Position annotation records
★ ★ ★ ★ ★ ★ ★

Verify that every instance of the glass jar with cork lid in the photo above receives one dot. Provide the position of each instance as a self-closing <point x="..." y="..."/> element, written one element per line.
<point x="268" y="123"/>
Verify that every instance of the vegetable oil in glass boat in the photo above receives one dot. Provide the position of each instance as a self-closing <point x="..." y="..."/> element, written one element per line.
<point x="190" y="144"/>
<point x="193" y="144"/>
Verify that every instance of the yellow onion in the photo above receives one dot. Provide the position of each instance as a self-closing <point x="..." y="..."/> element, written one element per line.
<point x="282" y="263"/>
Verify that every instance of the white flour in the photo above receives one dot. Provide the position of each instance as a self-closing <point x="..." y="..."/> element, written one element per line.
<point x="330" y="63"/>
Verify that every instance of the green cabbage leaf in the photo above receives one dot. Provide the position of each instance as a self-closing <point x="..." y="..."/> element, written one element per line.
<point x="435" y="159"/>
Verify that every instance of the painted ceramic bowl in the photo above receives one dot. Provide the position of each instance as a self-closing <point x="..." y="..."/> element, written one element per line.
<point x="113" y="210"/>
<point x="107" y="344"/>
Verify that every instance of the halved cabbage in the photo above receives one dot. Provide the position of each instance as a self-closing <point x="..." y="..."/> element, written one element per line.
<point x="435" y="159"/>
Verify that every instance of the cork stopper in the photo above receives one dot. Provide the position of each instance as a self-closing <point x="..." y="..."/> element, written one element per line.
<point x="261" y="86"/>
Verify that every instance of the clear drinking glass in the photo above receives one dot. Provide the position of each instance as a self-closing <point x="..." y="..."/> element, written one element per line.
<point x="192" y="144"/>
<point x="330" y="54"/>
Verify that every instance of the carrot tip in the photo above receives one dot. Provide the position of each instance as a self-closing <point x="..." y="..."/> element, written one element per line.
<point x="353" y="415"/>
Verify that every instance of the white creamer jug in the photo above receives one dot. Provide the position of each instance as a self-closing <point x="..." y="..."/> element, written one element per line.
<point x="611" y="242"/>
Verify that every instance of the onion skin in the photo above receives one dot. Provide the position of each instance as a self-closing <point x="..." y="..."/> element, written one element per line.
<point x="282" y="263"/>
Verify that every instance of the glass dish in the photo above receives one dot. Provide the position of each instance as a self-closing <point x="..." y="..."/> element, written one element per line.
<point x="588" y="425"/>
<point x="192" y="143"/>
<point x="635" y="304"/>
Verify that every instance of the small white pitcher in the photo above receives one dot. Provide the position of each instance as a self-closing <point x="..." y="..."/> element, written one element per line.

★ ★ ★ ★ ★ ★ ★

(Short problem)
Take the line with "Verify that every instance of the cork" and all lines after it to the last line, and reproduce them exactly.

(Final answer)
Verify that every instance of the cork stopper in the photo above receives one dot. Provide the position of each instance as a self-closing <point x="..." y="..."/> element, written one element per line.
<point x="261" y="86"/>
Verify that every instance of the clear drinking glass in the photo above receives one dot. Provide the position of each instance as a self-closing <point x="..." y="..."/> element, written one element per line.
<point x="192" y="144"/>
<point x="330" y="54"/>
Verify that every instance of the carrot tip in the photo above receives one dot. Provide the position of each instance as a self-closing <point x="..." y="..."/> element, written one element per line.
<point x="353" y="415"/>
Verify that every instance of the white creamer jug in the photo above receives one dot. Provide the position of each instance as a self-closing <point x="..." y="..."/> element, written one element per line.
<point x="611" y="242"/>
Verify that every instance of the onion skin in the photo above receives one dot. Provide the position of each instance as a self-closing <point x="..." y="..."/> element, written one element per line.
<point x="282" y="263"/>
Verify that every instance of the glass dish in the photo above receives one dot. Provide the position of each instance as a self-closing <point x="..." y="..."/> element, written one element per line.
<point x="588" y="425"/>
<point x="192" y="143"/>
<point x="635" y="304"/>
Verify that every instance of the small white pitcher in the photo above receives one dot. Provide the position of each instance as a self-closing <point x="..." y="..."/> element, written one element per line.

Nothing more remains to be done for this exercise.